[Records from a dataset]
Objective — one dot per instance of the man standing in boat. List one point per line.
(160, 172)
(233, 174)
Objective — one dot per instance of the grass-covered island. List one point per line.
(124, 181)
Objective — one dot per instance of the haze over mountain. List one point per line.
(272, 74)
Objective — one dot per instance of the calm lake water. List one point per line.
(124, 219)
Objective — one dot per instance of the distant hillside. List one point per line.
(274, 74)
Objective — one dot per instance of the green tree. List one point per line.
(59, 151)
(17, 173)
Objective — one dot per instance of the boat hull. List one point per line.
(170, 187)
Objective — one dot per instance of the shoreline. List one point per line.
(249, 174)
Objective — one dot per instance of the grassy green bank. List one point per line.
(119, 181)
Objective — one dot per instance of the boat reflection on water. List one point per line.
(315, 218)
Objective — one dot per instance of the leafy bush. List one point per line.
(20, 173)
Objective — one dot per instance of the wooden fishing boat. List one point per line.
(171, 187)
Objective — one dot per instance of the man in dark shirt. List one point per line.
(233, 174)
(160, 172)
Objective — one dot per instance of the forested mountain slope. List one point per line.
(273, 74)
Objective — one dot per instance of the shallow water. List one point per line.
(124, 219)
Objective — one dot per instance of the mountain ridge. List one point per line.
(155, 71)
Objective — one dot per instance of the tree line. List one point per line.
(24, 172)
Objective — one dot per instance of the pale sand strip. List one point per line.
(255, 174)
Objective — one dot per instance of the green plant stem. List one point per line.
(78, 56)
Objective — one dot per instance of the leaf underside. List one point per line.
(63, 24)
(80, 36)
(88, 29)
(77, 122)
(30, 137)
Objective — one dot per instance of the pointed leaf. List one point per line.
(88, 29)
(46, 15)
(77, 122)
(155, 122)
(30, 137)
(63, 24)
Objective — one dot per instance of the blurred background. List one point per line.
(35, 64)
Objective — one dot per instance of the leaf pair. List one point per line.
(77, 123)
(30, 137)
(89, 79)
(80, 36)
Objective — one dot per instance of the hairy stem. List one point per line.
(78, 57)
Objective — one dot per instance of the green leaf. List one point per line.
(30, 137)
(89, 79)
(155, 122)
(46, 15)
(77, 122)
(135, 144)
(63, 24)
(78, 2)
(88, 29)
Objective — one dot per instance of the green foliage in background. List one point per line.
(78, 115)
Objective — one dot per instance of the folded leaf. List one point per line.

## WHAT YOU ARE ASKED TO DO
Starting at the line in the records above that contains "Objective — one dot per instance of the green leaf.", output every line up to and including the last one, with nothing added.

## TASK RESPONSE
Objective — one dot per instance of the green leaf. List one point per line.
(30, 137)
(89, 79)
(155, 122)
(46, 15)
(77, 122)
(135, 144)
(63, 24)
(78, 2)
(88, 29)
Objective — one dot per instance of the green foliage in background. List one point per line.
(78, 115)
Objective — one dot per instance of the folded leaf. List one point per line.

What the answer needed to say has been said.